EXERCISE DESCRIPTION –
Reproduce the listing below word for word, from the first line to the last, but leave out the pictures.

━━━━━━━━━━━━━━━━

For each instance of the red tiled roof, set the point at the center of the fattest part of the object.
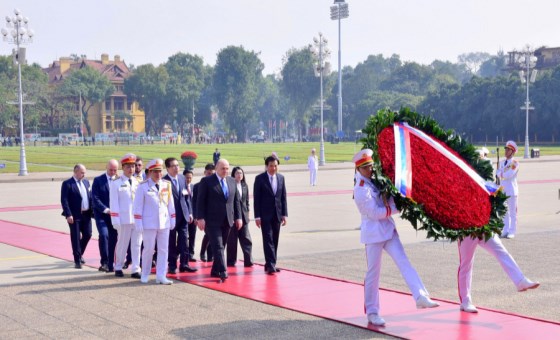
(116, 72)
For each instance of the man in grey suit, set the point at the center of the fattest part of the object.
(271, 210)
(218, 208)
(179, 237)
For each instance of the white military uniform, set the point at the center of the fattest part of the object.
(154, 215)
(507, 172)
(494, 246)
(121, 198)
(378, 232)
(313, 166)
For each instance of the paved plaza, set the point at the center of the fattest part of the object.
(44, 297)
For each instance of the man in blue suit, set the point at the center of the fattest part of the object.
(75, 198)
(179, 237)
(218, 209)
(107, 234)
(271, 210)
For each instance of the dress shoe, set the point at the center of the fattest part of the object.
(526, 284)
(376, 320)
(425, 302)
(164, 281)
(187, 269)
(468, 307)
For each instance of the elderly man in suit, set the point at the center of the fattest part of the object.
(271, 210)
(75, 198)
(218, 208)
(101, 212)
(179, 237)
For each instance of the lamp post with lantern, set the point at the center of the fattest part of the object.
(19, 35)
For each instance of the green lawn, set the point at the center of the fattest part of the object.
(62, 158)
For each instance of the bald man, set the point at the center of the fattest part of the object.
(107, 234)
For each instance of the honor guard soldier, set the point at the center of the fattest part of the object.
(123, 190)
(378, 233)
(507, 172)
(154, 216)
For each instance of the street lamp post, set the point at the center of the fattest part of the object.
(527, 76)
(339, 11)
(20, 34)
(321, 52)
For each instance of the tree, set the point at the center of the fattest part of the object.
(237, 76)
(473, 60)
(93, 87)
(187, 77)
(148, 86)
(299, 83)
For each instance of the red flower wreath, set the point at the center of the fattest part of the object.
(445, 201)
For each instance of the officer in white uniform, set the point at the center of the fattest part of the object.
(154, 216)
(507, 172)
(121, 198)
(494, 246)
(313, 166)
(377, 233)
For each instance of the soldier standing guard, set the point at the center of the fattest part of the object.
(121, 201)
(154, 216)
(507, 172)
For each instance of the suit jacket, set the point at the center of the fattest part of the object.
(194, 200)
(212, 205)
(71, 200)
(100, 193)
(181, 206)
(266, 204)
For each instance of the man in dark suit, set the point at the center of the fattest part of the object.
(178, 237)
(107, 234)
(271, 210)
(205, 248)
(218, 209)
(75, 198)
(192, 225)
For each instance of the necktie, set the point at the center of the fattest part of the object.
(224, 188)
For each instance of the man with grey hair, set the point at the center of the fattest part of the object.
(75, 198)
(107, 234)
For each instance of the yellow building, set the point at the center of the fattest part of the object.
(117, 113)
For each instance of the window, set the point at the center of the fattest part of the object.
(118, 103)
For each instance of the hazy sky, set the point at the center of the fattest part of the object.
(149, 31)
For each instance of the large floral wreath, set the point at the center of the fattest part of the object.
(444, 201)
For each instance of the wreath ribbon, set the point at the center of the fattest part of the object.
(403, 163)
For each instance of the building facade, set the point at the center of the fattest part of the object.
(118, 113)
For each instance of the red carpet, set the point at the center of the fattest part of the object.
(320, 296)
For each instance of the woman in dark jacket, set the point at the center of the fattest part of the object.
(243, 233)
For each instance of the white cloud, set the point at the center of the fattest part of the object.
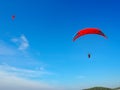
(22, 42)
(80, 77)
(12, 82)
(6, 49)
(26, 73)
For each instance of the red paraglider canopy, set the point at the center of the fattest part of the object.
(88, 31)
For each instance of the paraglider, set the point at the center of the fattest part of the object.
(13, 17)
(87, 31)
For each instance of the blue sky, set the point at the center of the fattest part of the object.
(37, 45)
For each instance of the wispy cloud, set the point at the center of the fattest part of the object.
(22, 42)
(6, 49)
(24, 72)
(80, 77)
(12, 82)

━━━━━━━━━━━━━━━━

FULL ANSWER –
For each instance of the red tiled roof, set the point at the center of the fattest part of the object.
(116, 72)
For each instance of the man in grey suit, set the point at the center of the fattest part of the object.
(271, 210)
(218, 208)
(179, 237)
For each instance of the white military uniform, set the point at the center of the fattest part of the object.
(154, 215)
(507, 172)
(494, 246)
(121, 198)
(378, 232)
(313, 166)
For each instance of the paved plaza, set the point at the center of the fattest part of the object.
(44, 297)
For each instance of the man in blue suit, set the point at the center of the fattest part of the object.
(75, 198)
(179, 237)
(218, 209)
(107, 234)
(271, 210)
For each instance of the dress shoe, set the point at the center of the fattest part of the object.
(526, 284)
(376, 320)
(425, 302)
(164, 281)
(187, 269)
(468, 307)
For each instance of the elderly man in suit, set the point at the center of the fattest part of the object.
(271, 210)
(75, 198)
(218, 208)
(101, 212)
(179, 237)
For each instance of the lamp post with lantern, set the point at the center of the fattest part of the object.
(19, 35)
For each instance of the green lawn, set the point at the center of the fattest part of the object.
(62, 158)
For each instance of the bald man, set the point at the center of the fattest part of the object.
(107, 234)
For each instance of the honor guard soldier, set the point at the center of the fattest part of the object.
(123, 190)
(378, 233)
(507, 172)
(154, 216)
For each instance of the street lamp post, set the point at the center of the fattest part of the object.
(527, 76)
(339, 11)
(20, 34)
(321, 52)
For each instance of the tree, set the point at the center of the fattest part of the object.
(237, 76)
(473, 60)
(93, 87)
(187, 77)
(148, 86)
(299, 83)
For each instance of the red flower wreath, set the point at the center of the fattest part of the object.
(445, 201)
For each instance of the officer in white uniform, set the point at the center of the fattest part of the object.
(154, 216)
(507, 172)
(121, 198)
(494, 246)
(313, 166)
(377, 233)
For each instance of the soldier standing guard, set the point at the center of the fattest part of the object.
(121, 201)
(154, 216)
(507, 172)
For each instance of the suit jacket, set the point at the center of the fattest part of the object.
(194, 200)
(212, 205)
(71, 200)
(100, 193)
(181, 206)
(266, 204)
For each instance of the man in dark suit, set the point at the center of the fattest part of the object.
(178, 237)
(107, 234)
(271, 210)
(205, 248)
(218, 209)
(75, 198)
(192, 225)
For each instance of the necktie, set the point at the center of the fattest part of the object.
(224, 188)
For each instance of the man with grey hair, set the point at the center of the fattest part of the object.
(75, 198)
(107, 234)
For each instance of the yellow building, set the point at the center of the fattest part of the object.
(117, 113)
For each instance of the window, set the point at the center of the fattest part of the object.
(118, 103)
For each instance of the hazy sky, set the point at the center of the fattest part of the object.
(149, 31)
For each instance of the large floral wreath, set the point at the center of the fattest part of the object.
(444, 201)
For each instance of the wreath ribbon, set the point at the center of the fattest part of the object.
(403, 163)
For each instance of the building facade, set the point at the center of the fattest part of the object.
(118, 113)
For each instance of the red carpet, set the point at the center of the fattest part of the object.
(320, 296)
For each instance of the woman in dark jacket, set the point at the center of the fattest part of the object.
(243, 233)
For each instance of the white cloud, set the point at the center of the fattest part of the object.
(22, 42)
(80, 77)
(12, 82)
(6, 49)
(26, 73)
For each instance of the red paraglider canopy, set the point at the center of the fattest part of the object.
(88, 31)
For each instance of the paraglider, set the point at the center of the fattest part of the object.
(13, 17)
(87, 31)
For each instance of the blue sky, set the point at the center of the fattest part of the object.
(37, 45)
For each instance of the wispy cloud, set the point at the center of the fattest part of the object.
(22, 42)
(6, 49)
(24, 72)
(80, 77)
(12, 82)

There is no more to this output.